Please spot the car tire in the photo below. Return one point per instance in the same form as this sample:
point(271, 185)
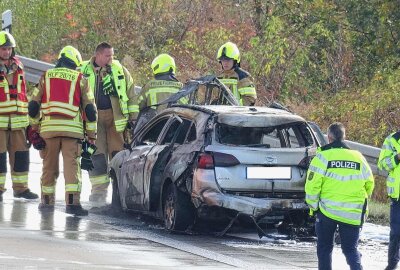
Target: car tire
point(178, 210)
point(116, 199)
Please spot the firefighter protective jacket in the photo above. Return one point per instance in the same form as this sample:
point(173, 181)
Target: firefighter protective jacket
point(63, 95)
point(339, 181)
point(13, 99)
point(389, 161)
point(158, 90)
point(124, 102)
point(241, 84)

--

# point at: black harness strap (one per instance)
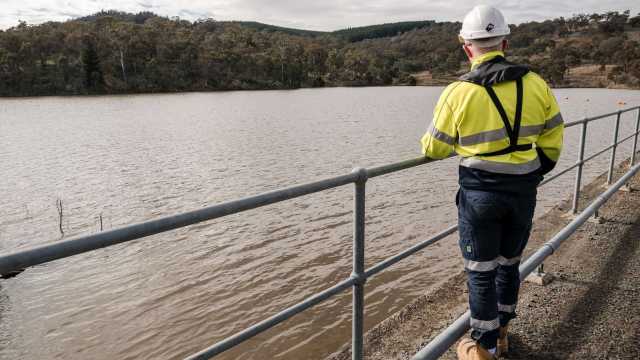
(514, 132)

Aim:
Format the lines between the one holding "Please spot the firefighter" and the one holding "point(241, 84)", inclusive, as a JSON list of strings with one string per line, omitting any blank lines.

Exercise result:
[
  "Please spot the firefighter protective jacket in the photo above. Return one point per instance in the same form as this sample:",
  "point(173, 181)",
  "Target: firefighter protective jacket",
  "point(63, 95)",
  "point(339, 181)",
  "point(13, 99)",
  "point(389, 161)",
  "point(158, 90)",
  "point(124, 102)",
  "point(241, 84)"
]